PROBLEM TO WORK ON: Put each line of the data below into a numbered list, skipping blank lines and leaving out any pictures.

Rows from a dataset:
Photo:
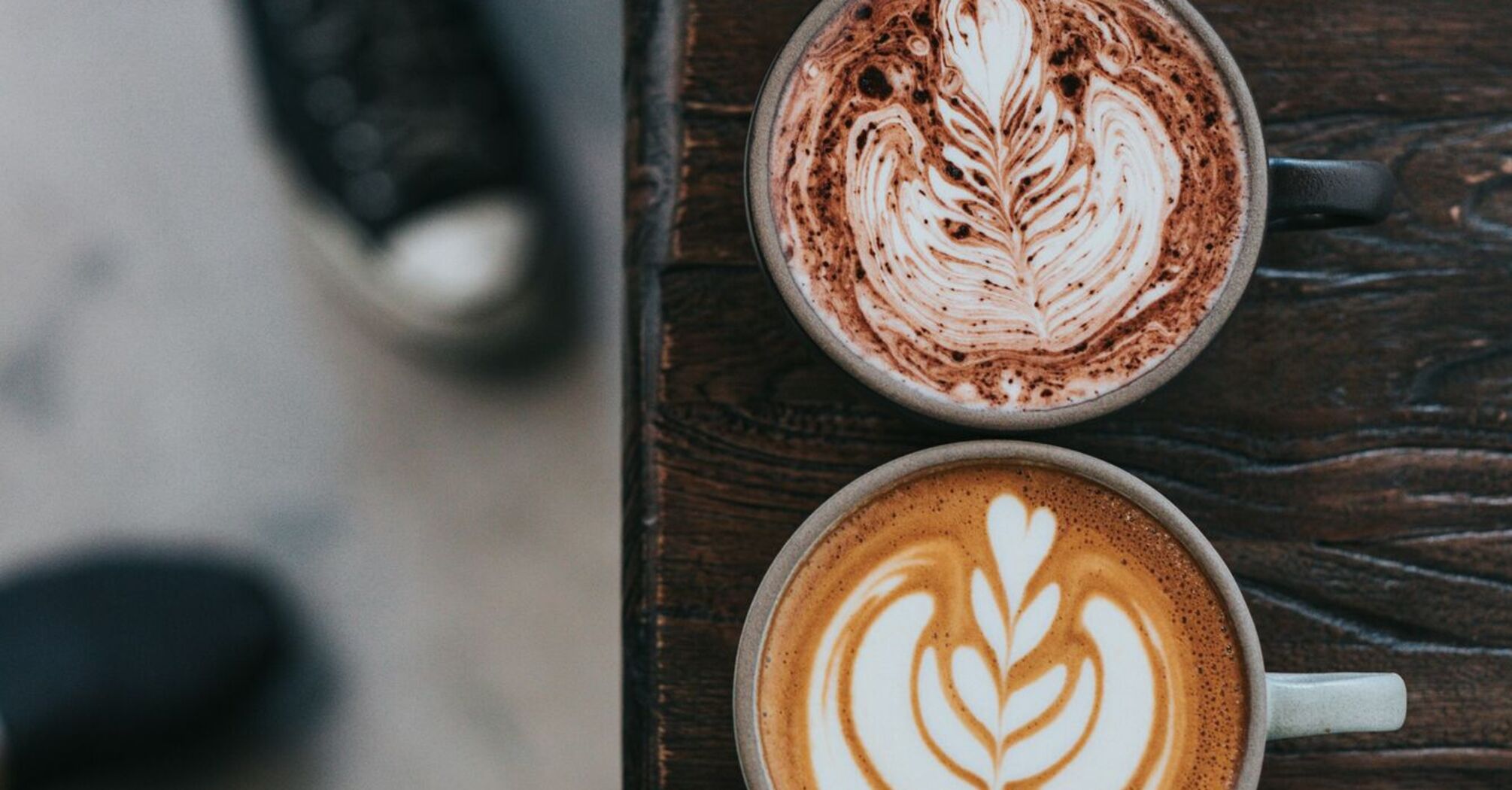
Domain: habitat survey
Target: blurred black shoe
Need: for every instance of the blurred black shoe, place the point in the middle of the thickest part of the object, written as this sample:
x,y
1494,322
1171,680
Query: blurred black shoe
x,y
431,200
123,661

IN RESPONSE:
1. Photo:
2. Domain: habitat survey
3. Target: blurred black shoe
4. Need: for every instance of the blurred black shoe, place the point in the middle of the thickest part of the object, written as this sample:
5. x,y
6. 1494,322
7. 1171,680
8. Query: blurred black shoe
9. x,y
10. 431,200
11. 123,661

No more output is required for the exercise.